## Exercise passage:
────────
Food
Feature
Dining Chez Vous: Israeli Social Dining Apps
Visiting Israel without eating a proper meal in someone’s home is like going to Italy and skipping pasta. It is a must—and if you do it right, it will be a life-changing experience. Israelis might be best-known for their tough exterior, but get through the front door of their home to break bread and you will suddenly find yourself in their inner circle.
You will discover home hospitality featuring an array of ethnic cuisines—aromatic and perhaps unfamiliar delicacies that you will find practically shoved down your throat (in a loving way!).
But what if you’re a tourist to the Jewish state with no Israeli family to visit? In that case, the best way to get past the front door is through social dining apps and services that allow guests to be paired with hosts for a Shabbat meal or weeknight supper with a local while in the Holy Land.
EatWith, Betzavta, Shabbat of a Lifetime and Delicious Israel are a few options changing the way visitors get to know Israel by connecting people through food.
────────
## Records shown:

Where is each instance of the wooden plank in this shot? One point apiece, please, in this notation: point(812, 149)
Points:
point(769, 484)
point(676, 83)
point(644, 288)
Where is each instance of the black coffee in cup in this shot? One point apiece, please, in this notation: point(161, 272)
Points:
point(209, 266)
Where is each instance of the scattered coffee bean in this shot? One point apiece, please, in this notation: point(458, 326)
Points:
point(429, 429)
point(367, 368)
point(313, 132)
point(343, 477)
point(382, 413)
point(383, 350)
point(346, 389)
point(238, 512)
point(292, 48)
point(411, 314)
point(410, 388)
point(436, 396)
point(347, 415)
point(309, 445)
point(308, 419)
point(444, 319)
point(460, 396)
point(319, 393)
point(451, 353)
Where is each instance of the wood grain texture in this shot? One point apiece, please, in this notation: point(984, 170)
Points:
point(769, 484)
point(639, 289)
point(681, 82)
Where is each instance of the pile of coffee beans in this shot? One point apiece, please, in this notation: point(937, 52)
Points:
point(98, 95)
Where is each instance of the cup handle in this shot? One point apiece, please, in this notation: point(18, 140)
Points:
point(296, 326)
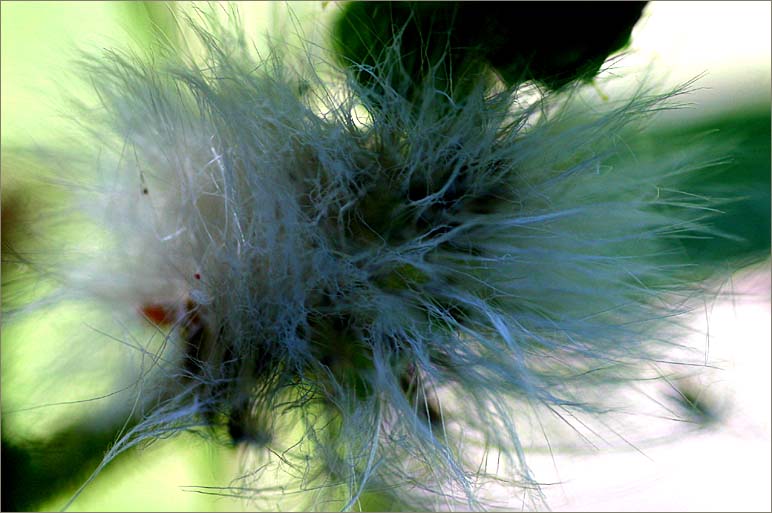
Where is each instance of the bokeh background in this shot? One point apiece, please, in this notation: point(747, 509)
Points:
point(723, 463)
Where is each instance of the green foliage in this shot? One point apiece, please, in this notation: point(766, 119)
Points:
point(553, 43)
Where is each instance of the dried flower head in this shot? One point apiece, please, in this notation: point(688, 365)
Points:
point(376, 292)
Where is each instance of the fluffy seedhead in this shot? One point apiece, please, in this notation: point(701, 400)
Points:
point(375, 294)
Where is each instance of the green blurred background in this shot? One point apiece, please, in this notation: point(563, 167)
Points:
point(48, 452)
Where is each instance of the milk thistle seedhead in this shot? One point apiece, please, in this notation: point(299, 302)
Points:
point(374, 289)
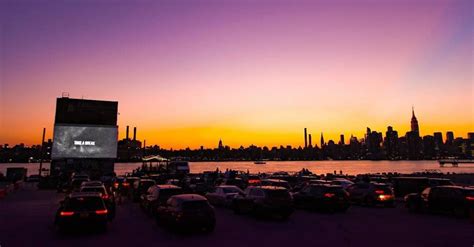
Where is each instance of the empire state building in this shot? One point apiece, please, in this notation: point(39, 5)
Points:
point(414, 122)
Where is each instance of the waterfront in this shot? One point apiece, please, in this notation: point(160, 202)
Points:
point(318, 167)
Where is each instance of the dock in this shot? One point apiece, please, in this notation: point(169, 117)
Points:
point(454, 162)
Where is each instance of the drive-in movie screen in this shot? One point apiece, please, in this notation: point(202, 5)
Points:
point(84, 142)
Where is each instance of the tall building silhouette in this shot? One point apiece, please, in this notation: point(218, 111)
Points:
point(414, 122)
point(305, 138)
point(220, 144)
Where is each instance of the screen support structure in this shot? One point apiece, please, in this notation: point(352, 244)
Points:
point(41, 154)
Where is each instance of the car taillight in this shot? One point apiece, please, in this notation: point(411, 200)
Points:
point(329, 195)
point(64, 213)
point(101, 212)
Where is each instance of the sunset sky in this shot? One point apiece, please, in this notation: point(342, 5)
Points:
point(188, 73)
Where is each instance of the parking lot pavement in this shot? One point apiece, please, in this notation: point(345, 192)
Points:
point(26, 219)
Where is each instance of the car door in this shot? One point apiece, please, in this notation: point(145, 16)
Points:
point(302, 198)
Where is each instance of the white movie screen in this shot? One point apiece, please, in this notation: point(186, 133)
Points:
point(84, 142)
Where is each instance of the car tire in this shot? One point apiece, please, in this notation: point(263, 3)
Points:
point(412, 207)
point(460, 212)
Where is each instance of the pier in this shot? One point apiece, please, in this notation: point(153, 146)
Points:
point(454, 162)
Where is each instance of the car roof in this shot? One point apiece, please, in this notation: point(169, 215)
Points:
point(84, 194)
point(166, 186)
point(93, 187)
point(326, 185)
point(268, 187)
point(189, 197)
point(147, 180)
point(451, 187)
point(275, 180)
point(227, 186)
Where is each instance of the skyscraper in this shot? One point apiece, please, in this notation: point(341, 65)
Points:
point(414, 122)
point(220, 144)
point(449, 137)
point(305, 138)
point(341, 142)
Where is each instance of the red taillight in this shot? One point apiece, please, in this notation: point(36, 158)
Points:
point(329, 195)
point(66, 213)
point(101, 212)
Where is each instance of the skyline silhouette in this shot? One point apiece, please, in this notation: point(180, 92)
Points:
point(249, 73)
────────
## Problems to work on:
#1 Decide whether each statement agrees with the feature on Israeli social dining apps, answering yes or no and quoting the words of the text that settle it: (a) The text likens visiting Israel without a home-cooked meal to visiting Italy and skipping pasta. (b) The services pair guests with hosts only for Shabbat meals. (c) EatWith is the only service the text names.
#2 Set down the part of the feature on Israeli social dining apps from "But what if" up to and including "the Holy Land.".
#3 Carry the feature on Israeli social dining apps forward, starting after its final sentence.
The material is separate from the feature on Israeli social dining apps.

## List of answers:
#1
(a) Yes: "Visiting Israel without eating a proper meal in someone’s home is like going to Italy and skipping pasta."
(b) No: "for a Shabbat meal or weeknight supper with a local"
(c) No: "EatWith, Betzavta, Shabbat of a Lifetime and Delicious Israel are a few options"

#2
But what if you’re a tourist to the Jewish state with no Israeli family to visit? In that case, the best way to get past the front door is through social dining apps and services that allow guests to be paired with hosts for a Shabbat meal or weeknight supper with a local while in the Holy Land.

#3
EatWith, perhaps the best-known service for communal dining around the world, is a platform for gourmet home cooks to create restaurant-quality host meals that locals and tourists book individually, online, in advance. It is the platform of choice for local hosts such as South Tel Aviv-based Chef Alon Lisi. Lisi previously worked in Catit and Milgo Milbar—two of the city’s most popular restaurants—and for Haifa gourmet cooking duo Erez Golko and Shlomi Navon, who are known for throwing Friday evening Greek-style spreads filled with mezze and ouzo in Golko’s historic family home.
But meal sharing doesn’t have to be a big production. Niv Saar is the founder and CEO of Betzavta, a service that pairs guests with non-professional hosts looking to not just serve a meal, but really sit and interact with their guests in the interest of forging international friendships.
“The goal of Betzavta hosts is to make the tourist feel at home in Israel and allow both guest and host to learn more about each other’s’ cultures,” explained Saar. “It’s also a fantastic way to show an authentic side of Israel, and to share facts about life in Israel without the ‘filters of what people see on the news back home.”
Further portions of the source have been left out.